**What is needed:** Quote the entries that follow exactly, leaving none out.

>>>>>

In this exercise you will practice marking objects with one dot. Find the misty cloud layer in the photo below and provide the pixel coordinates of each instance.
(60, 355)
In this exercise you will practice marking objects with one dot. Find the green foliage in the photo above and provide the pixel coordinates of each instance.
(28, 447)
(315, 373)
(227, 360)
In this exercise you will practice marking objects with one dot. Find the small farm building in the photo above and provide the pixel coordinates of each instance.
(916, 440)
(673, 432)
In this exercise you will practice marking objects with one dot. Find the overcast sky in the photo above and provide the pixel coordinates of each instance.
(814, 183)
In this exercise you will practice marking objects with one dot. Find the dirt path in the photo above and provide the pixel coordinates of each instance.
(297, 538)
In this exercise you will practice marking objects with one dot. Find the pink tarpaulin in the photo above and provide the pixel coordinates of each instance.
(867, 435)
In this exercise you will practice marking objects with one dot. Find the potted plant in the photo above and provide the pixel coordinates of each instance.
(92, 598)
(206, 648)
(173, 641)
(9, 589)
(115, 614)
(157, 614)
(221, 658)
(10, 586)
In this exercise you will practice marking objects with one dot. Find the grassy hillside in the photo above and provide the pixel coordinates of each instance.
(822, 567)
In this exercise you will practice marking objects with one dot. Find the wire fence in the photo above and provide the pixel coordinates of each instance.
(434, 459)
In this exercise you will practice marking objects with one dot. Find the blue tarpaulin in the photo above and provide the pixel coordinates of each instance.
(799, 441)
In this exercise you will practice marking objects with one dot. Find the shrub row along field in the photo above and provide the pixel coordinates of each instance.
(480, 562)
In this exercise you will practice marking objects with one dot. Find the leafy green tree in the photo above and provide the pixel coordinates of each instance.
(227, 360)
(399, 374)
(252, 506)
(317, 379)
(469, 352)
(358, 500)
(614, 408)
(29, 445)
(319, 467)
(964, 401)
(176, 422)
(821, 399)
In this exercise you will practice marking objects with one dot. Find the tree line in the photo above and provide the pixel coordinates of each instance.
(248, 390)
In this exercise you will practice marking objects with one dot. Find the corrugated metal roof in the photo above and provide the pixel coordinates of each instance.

<<<<<

**Expected answer:**
In this exercise you will practice marking objects with one dot. Find the misty cloud layer in the photo below and provide the pixel coordinates of each instance.
(60, 355)
In this exercise you will practice marking objects with one dot. Find the green foliage in the photo above and provide the pixel coordinates of each instance.
(28, 447)
(315, 373)
(227, 360)
In this exercise you will practice marking objects with one dot. Find the small farm building in the photo above and provide the pixel coordinates of each instance.
(916, 440)
(673, 432)
In this exercise you will practice marking objects with one dot. Find the overcast sky in the photo above and provide the pixel coordinates of each instance.
(814, 183)
In this exercise you will practice marking objects with one dot. Find the dirt path in the photo above and provide the pixel coordinates of each instance.
(297, 538)
In this exercise you will practice marking objects with one dot. Find the pink tarpaulin in the photo above and provide the pixel coordinates of each instance.
(867, 435)
In this exercise you will practice marking objects with one dot. Find the potted plant in the photo above and provide the pixel coordinates of each instance.
(92, 598)
(206, 648)
(173, 641)
(9, 589)
(115, 614)
(157, 614)
(221, 658)
(10, 586)
In this exercise you will practice marking objects with one dot. Find the grassy hillside in the photo above and provide the pixel coordinates of each instance.
(822, 567)
In this exercise you will practice marking objects with one dot. Find the wire fence in the photo above and provide the pixel coordinates of each instance.
(434, 459)
In this exercise you will practice marking objects with one dot. Find the blue tarpaulin in the photo above and provide the pixel coordinates of each instance.
(799, 441)
In this exercise you will practice marking objects with one dot. Find the shrub row along field in the photo above and provide the pixel coordinates of each instance.
(480, 562)
In this exercise you will practice marking objects with one dot. Find the leafy green tree in the photo above and provide the pixel coordinates of each instance.
(227, 360)
(399, 374)
(252, 506)
(317, 379)
(469, 352)
(358, 500)
(614, 408)
(29, 445)
(319, 467)
(964, 401)
(176, 422)
(821, 399)
In this exercise you will practice marking objects with one dot. Find the tree line in the photo above and provide the pixel coordinates of each instance.
(248, 390)
In this exercise you will practice marking objects with one dot. Find the corrugated metal roof in the photo above and provide the pixel coordinates of each instance.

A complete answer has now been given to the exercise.